# EXTRACT TO READ start
I would also point out that section 9.33 of the SHMA relates to affordable housing and not general housing mix. It may be you have missed out a few words which fundamentally alters the meaning of your question. [Note: I asked by email immediately after the meeting where this information can be found and have received no response].

What they really meant: You just don’t get it do you?  This isn’t about facts or meeting the needs of Hart residents it’s about getting a new town. Of course we’re not going to tell you how well or badly we are meeting the needs of local residents nor information that might suggest that a new town is not the right answer.  Where would we be if we were transparent?

Question 6: Given that the SHMA (Figure 10.15) calls for around 2,500 specialist units for the elderly, split into various categories to be built in Hart under the Local Plan, can you tell us how many of these units have been built or permitted since 2011, how many remain to be permitted and what you consider to be the best types of location for these types of accommodation?

Answer: The part of the question seeking statistics is appropriate to an FOI request and thus specifically outside the scope of a question at council. I have therefore asked that this request is handled under FOI rules. You will thus receive a formal response under that protocol. Blah…blah…

Blah…blah…This approach is exactly in accordance with government policy as set out in Paragraph: 003 Reference ID: 12-003-20140306 of the updated September 2015 National Planning Policy Guidance.
# EXTRACT TO READ end
# GIVEN INFORMATION start
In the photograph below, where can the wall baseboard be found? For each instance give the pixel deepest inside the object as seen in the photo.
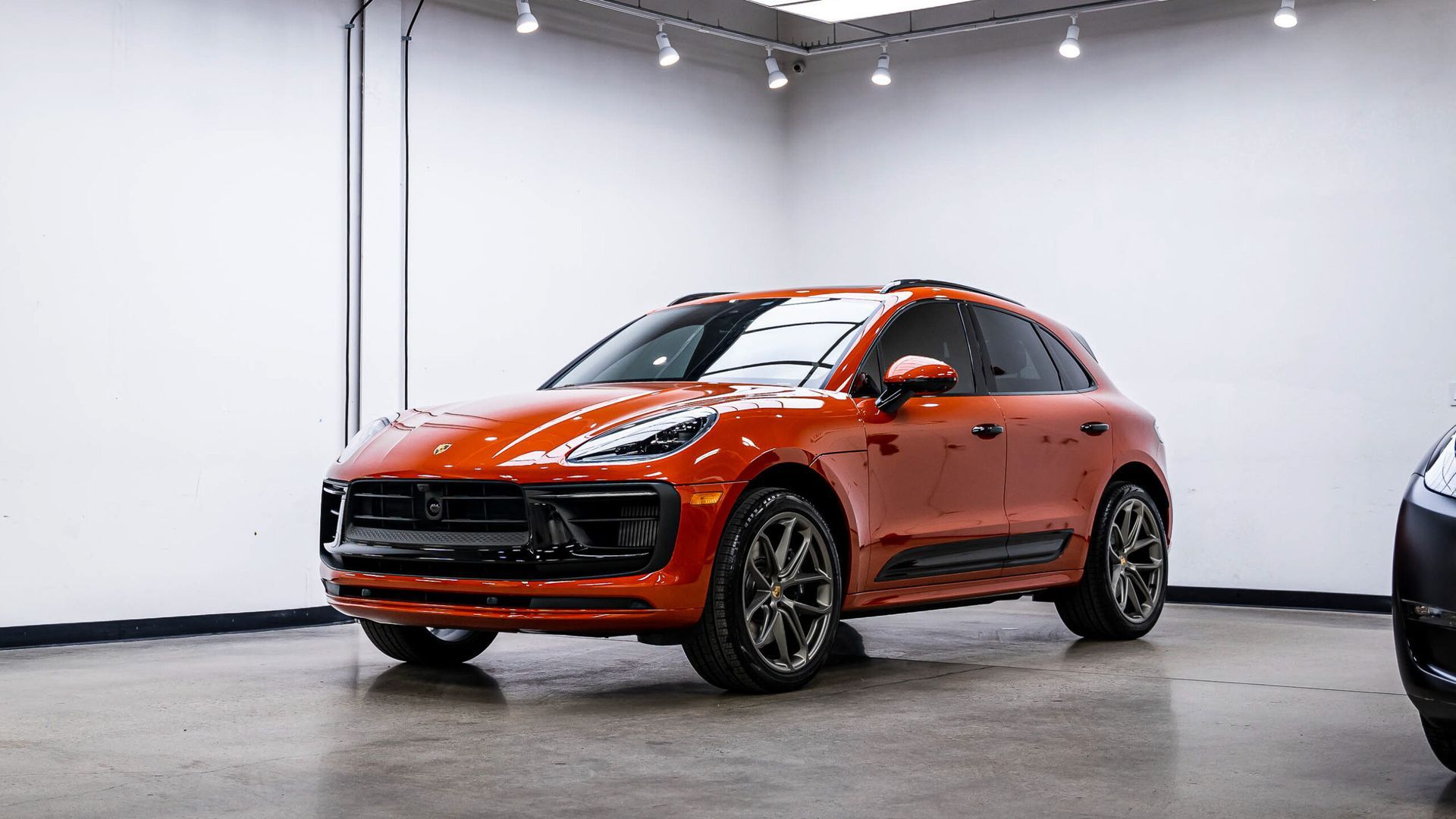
(112, 630)
(1277, 599)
# GIVEN INFORMATION end
Please extend the piece on the Hart council's answers about the Local Plan, picking up right after its final sentence.

What they really meant: Meeting the needs of the elderly is not our priority and you must be joking if you think we are going to publish any information that shows we’re not meeting their needs.  We want loads more detached houses in the countryside from a new town and urban extensions.

Supplementary: How can the young who need the affordable 1 & 2-bed dwellings and elderly have confidence in the Local Plan process when the leader doesn’t know what we need to build to meet their needs?

Answer: This will be dealt with under the FOI request.

What they really meant: How many more times do we have to explain, we don’t do facts? This isn’t about meeting the needs of local people.  It’s all about getting a new town at all costs.

Question 7: What are the risks that a second consultation “anticipated to be run again from late January”, will be a further waste of Hart residents’ money, when the revised SHMA is due “early in 2016” and a revised employment land review is also being prepared, thus meaning that the evidence base is likely to change significantly during the consultation, leading to a further consultation being required?

Answer: It would be premature to speculate on the outcome of the refresh of the SHMA. Data sets change all the time and all we are looking at is one single snap shot of a combination of changing data sets…blah…blah…

What they really meant: I don’t care about risks and I don’t care about your money, I want a new town. The new SHMA will likely show a big reduction in the housing need so we won’t need to build 3,000 houses for Surrey Heath and Rushmoor and we’ll be able to meet all Hart’s remaining needs from brownfield sites. If that were put to residents they wouldn’t vote for a new town or urban extensions and where would that leave us?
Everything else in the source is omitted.